→ **EXTRAIT FOURNI**
Rencontrer, sans en être averti, au détour d’un bois, à l’aplomb d’un champ ou à la trouée d’une clairière telle sculpture de François MÉCHAIN ne pourrait manquer de provoquer chez le spectateur moyen – catégorie dont je ne m’exclus guère – quelques interrogations sur les mobiles d’un tel assemblage. Soit l’on est en présence de quelque méthode de collecte ou de moisson, suivant une technique savante qui la distingue d’une autre région ou d’une autre corporation ; soit l’on est confronté aux facéties de quelques robinsons d’école buissonnière, drôlement appliqués cependant, soit il s’agit de quelque rituel ancestral renvoyant au temps où l’on questionnait la forêt, où la forêt répondait, où les anciens élevaient à la divinité tel chêne, tel rocher quand il ne construisait pas un tumulus. Enfin, il pourrait s’agir aussi d’un caprice de la nature, d’une façon qu’elle aurait de se rappeler à notre attention en refusant ces haies taillées, ces sentiers balisés, ces prairies moissonnées, en secouant soudain son pelage, en redressant l’échine et l’écorce comme un animal blessé.

→ **OBJECTIF ÉNONCÉ**
Selon l'extrait fourni sur les sculptures de François Méchain, en quels lieux le spectateur pourrait-il rencontrer l'une d'elles sans en être averti ?

→ **ENTRÉES FOURNIES**
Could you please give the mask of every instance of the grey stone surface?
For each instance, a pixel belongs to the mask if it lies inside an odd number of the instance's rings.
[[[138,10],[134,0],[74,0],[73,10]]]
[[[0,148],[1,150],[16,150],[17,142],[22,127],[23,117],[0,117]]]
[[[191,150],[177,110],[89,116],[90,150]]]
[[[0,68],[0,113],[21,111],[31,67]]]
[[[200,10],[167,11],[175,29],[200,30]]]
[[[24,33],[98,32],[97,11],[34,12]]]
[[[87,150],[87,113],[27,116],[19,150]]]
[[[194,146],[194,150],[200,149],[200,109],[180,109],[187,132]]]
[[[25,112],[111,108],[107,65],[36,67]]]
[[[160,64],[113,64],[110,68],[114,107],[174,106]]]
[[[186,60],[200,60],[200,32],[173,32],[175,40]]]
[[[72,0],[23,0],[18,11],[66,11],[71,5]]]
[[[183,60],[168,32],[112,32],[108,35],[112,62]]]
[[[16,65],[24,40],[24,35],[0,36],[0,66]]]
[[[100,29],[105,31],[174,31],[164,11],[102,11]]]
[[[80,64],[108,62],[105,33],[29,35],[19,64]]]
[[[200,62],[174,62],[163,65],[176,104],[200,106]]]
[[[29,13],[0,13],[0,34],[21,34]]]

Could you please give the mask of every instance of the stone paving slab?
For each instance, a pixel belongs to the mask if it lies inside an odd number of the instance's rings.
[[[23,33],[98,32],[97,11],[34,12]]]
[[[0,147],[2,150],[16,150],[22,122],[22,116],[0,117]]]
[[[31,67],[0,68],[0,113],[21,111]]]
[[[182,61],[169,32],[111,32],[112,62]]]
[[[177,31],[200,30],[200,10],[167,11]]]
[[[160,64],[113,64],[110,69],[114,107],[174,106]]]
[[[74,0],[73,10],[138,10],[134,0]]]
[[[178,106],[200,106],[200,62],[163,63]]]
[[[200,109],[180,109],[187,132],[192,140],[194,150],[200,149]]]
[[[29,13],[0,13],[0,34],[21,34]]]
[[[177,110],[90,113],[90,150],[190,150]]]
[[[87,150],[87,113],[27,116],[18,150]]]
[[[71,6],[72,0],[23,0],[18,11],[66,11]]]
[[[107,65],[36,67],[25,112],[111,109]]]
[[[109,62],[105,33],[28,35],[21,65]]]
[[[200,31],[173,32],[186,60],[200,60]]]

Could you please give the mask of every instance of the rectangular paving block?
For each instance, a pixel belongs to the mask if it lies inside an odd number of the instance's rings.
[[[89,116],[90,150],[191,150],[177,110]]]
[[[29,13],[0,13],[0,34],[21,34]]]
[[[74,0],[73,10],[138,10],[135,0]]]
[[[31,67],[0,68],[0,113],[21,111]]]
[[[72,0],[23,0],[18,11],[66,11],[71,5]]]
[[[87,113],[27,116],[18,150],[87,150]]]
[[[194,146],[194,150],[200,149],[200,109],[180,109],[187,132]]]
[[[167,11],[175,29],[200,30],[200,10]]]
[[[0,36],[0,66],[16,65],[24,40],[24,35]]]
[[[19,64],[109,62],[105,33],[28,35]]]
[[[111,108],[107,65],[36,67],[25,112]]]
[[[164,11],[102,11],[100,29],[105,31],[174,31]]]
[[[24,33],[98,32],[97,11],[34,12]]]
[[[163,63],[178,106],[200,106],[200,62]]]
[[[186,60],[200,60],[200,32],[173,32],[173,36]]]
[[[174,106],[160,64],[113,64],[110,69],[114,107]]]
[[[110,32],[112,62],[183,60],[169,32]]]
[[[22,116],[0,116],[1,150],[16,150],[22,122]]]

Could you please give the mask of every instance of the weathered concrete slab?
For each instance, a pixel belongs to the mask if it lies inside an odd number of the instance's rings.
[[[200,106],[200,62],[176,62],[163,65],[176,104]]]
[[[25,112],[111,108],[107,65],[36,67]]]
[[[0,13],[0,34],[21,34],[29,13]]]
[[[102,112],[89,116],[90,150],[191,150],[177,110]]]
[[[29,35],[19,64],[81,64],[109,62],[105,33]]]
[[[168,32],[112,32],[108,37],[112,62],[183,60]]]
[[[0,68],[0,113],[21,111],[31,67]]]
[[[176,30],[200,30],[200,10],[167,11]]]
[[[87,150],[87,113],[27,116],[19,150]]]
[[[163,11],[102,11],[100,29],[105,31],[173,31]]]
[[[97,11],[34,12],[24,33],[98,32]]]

→ **RÉSULTAT OBTENU**
Au détour d'un bois, à l'aplomb d'un champ ou à la trouée d'une clairière.